• _Required tasks_
(a) Answer these questions about the birding and camera blog excerpt below:
(i) About how many Ruddy Turnstones were roosting on the side of the Barnegat Inlet jetty?
(ii) As of when does Canon say the 1D X will be available?
(iii) What resolution does the 1D X have?
(b) Resume the birding and camera blog excerpt about the Canon 1D X, starting right after its last sentence.

• _Excerpt_
++++++++++
Unusual Ruddy Turnstone


In the lower image the typical appearance of winter-plumaged Ruddy Turnstone is in the lower left-hand corner. A Purple Sandpiper is in the middle, and this rather atypical Ruddy is at the top right. The top image shows what it looks when it's walking around feeding - demonstrably a Ruddy Turnstone but with no paler rufous fringing and a very extensive breast mark. Although Ruddy Turnstone and Black Turnstone overlap in breeding range in Alaska there's actually nothing in this bird to indicate a Black Turnstone hybrid - it's just a very dark Ruddy and one that really stuck out from all the other 40+ Ruddies that were roosting on the side of Barnegat Inlet jetty. I've considered melanism (or some other color defect) as a possible explanation - it's interesting that at least in the "group" photo the legs are noticeably a darker shade than the other Turnstone.

Tuesday, October 18, 2011

EOS-1D X - notsomuch

I'm underwhelmed by the announced 1D X that Canon says will be available as of March 2012. (Nice summary by Rob Galbraith's site). Basically it's an 18 mpix full frame fast-firing pro camera with lots of video extras and rather substantial redesign (again!) of the AF system amongst other things. Given my experience of the 1D III and 1D IV AF performance is less than totally stellar, I reserve judgement and enthusiasm on that part.
++++++++++
Point localization data

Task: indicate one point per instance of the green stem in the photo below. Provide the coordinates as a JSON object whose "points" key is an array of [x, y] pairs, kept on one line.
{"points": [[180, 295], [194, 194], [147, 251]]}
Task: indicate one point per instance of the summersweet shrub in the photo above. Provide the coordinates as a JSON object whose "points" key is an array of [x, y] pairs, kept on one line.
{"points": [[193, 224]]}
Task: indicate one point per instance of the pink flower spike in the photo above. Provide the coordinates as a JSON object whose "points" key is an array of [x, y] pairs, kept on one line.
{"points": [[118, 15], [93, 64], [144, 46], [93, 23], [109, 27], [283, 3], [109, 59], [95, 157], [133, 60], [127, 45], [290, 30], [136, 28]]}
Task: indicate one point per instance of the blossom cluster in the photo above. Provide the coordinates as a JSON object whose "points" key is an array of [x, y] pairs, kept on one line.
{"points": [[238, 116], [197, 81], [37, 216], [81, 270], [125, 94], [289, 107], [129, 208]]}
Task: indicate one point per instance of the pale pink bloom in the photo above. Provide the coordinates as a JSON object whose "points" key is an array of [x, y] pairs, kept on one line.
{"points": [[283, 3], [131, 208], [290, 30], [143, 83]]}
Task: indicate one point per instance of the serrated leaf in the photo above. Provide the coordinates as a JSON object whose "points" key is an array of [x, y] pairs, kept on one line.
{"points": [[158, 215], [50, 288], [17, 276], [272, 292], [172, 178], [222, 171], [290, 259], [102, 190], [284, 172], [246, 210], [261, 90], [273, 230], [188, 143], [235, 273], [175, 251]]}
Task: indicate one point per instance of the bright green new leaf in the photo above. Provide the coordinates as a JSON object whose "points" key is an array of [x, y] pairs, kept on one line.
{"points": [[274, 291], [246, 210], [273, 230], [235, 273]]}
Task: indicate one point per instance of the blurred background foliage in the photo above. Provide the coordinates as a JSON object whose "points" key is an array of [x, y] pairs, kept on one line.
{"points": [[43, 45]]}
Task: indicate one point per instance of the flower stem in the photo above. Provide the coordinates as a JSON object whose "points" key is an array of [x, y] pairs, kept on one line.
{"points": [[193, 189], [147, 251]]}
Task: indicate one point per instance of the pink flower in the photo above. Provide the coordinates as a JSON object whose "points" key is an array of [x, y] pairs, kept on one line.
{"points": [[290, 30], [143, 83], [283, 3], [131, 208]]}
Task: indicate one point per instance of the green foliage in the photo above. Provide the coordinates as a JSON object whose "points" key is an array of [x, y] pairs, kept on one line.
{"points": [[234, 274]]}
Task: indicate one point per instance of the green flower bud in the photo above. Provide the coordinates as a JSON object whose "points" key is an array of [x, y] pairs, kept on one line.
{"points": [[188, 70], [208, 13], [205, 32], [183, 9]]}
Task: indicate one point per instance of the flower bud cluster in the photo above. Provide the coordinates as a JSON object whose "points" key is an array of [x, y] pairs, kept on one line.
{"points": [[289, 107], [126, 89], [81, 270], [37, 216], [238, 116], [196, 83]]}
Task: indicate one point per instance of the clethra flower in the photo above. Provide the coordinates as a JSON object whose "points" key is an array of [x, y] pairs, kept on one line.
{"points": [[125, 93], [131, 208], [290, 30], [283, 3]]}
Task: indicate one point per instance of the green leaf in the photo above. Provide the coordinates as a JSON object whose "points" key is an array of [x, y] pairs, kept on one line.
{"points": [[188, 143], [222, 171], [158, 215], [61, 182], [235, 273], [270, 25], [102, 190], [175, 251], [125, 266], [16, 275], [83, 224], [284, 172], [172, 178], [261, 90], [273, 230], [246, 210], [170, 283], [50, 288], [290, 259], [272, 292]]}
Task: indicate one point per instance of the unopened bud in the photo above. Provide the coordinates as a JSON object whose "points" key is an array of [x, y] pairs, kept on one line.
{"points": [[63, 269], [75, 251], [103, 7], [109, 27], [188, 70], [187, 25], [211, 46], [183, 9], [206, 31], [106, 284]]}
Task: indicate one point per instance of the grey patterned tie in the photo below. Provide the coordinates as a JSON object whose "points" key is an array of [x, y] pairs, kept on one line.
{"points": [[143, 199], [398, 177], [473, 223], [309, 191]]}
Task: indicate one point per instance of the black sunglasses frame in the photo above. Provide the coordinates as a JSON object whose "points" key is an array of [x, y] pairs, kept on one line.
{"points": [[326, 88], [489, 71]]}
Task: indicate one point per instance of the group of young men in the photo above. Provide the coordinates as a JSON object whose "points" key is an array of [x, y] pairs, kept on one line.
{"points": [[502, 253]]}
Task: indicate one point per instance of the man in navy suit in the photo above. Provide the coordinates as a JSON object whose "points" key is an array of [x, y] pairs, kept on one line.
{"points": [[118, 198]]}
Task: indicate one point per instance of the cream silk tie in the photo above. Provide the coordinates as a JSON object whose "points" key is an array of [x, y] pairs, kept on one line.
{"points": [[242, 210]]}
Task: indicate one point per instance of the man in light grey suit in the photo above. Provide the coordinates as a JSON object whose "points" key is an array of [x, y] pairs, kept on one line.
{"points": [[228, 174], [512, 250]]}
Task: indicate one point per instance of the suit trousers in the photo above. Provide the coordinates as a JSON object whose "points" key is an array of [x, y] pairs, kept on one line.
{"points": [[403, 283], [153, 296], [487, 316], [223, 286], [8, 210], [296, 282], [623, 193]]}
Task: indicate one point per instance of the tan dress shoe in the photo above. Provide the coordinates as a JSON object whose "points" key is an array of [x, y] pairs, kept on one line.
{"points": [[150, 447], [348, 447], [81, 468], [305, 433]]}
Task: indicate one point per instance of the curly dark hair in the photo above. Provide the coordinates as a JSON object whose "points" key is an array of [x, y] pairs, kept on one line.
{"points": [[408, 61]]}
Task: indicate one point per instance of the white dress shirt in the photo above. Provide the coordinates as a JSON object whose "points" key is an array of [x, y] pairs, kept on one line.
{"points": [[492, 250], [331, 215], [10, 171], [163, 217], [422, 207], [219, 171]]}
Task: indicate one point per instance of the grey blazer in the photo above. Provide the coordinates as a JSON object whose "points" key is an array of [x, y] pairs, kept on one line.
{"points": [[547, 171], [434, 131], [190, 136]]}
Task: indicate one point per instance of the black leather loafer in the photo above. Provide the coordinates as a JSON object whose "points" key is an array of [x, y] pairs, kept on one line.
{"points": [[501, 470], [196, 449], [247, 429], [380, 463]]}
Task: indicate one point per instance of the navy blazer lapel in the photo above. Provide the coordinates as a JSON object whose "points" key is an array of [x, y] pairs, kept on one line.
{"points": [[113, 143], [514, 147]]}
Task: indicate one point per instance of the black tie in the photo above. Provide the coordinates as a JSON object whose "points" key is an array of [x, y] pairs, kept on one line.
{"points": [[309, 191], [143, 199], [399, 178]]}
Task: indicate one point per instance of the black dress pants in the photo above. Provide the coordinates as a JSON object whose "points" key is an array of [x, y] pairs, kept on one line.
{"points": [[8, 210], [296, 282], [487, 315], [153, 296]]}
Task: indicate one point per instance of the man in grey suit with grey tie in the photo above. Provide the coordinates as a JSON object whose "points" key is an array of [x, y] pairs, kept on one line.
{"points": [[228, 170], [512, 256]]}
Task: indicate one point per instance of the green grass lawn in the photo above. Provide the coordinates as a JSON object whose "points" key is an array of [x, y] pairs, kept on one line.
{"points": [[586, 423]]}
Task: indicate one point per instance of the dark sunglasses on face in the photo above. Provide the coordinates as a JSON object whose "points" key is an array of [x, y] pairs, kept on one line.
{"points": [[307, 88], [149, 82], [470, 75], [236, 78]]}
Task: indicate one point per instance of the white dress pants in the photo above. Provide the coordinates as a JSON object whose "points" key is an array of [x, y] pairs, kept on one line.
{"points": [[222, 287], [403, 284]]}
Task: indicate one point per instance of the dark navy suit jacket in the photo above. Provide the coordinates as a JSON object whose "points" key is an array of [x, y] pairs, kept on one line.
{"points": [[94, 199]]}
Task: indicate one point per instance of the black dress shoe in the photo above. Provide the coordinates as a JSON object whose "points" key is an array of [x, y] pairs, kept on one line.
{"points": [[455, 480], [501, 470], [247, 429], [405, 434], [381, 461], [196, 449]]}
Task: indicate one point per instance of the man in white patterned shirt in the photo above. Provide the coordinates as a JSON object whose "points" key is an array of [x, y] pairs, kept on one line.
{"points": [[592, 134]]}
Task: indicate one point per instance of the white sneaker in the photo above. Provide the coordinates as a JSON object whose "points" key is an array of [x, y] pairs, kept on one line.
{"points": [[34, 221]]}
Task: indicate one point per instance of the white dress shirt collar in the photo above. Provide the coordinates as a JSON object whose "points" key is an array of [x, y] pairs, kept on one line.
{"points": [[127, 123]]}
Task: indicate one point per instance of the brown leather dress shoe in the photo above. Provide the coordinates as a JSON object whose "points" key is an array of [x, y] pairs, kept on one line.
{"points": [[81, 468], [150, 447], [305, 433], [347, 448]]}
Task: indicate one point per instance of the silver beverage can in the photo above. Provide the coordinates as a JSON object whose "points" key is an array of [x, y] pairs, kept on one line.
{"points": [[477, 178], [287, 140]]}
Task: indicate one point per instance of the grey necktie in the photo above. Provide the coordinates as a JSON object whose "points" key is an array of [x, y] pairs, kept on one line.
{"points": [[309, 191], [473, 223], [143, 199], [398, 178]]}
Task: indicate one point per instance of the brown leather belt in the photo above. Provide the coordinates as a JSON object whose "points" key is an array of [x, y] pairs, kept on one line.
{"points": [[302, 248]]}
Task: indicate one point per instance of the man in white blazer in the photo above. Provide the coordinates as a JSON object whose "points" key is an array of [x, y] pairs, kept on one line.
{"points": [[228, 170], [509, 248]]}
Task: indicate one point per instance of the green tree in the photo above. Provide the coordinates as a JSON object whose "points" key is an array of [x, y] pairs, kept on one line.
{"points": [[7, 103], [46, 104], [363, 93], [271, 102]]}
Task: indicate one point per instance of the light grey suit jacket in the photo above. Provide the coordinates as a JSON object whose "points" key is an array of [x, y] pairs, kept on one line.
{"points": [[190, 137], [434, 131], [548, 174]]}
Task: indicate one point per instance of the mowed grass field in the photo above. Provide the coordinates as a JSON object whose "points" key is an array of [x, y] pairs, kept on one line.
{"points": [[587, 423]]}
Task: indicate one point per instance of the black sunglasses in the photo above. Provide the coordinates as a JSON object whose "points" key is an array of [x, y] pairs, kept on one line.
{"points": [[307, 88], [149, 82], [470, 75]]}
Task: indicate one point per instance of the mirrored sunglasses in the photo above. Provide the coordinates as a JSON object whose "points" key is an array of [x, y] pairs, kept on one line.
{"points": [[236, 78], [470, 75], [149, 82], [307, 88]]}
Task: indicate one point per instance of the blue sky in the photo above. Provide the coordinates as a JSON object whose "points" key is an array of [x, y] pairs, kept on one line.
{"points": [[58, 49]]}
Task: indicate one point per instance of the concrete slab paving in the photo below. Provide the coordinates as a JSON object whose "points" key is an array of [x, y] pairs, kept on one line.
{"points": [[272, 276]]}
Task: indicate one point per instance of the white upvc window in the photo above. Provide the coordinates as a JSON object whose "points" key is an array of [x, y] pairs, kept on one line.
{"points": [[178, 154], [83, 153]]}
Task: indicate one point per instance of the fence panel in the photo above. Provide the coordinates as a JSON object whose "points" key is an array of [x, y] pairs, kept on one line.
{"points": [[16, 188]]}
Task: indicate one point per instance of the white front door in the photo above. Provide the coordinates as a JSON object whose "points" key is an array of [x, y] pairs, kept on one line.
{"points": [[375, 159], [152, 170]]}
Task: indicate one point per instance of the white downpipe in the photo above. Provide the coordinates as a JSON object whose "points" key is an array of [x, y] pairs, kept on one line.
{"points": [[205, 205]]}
++++++++++
• _Activity answers_
(a)
(i) More than 40 (40+).
(ii) March 2012.
(iii) 18 megapixels, full frame.

(b)
Most significant for me is the pixels. There are more pixels than the 1D IV, but it's 18 vs 16 and the move to full frame means that the pixels are larger on the chip. This is great for noise - it should certainly decrease, but pixel density decreases over both the 1Ds III (21 mpix, full frame) and the 1D IV (equivalent density to 27 mpix full frame). Since my wildlife photography is almost always pixel-density limited I'm not going to drop $6K to have the number of pixels on my subject drop by 1/3. That's a very large number and enough to offset any improvements that may be under the hood.

This is probably a recognition that Canon have reached the upper limits of signal/noise for their current chip technology so the only way to lower noise is to drop pixel density. It's going to be very interesting to see where they go with the 5D Mark II and 7D successors - in the latter case the 7D noise level is too high for my taste, but since it has a pixel density equivalent to 46 mpix full frame it can afford to lose 1/4 of them and still be a very interesting upgrade over what I'm getting on the 1D IV.

Upside: this leaves extra cash to consider the new 600/4L II (which is about the same size/weight as my 500/4L).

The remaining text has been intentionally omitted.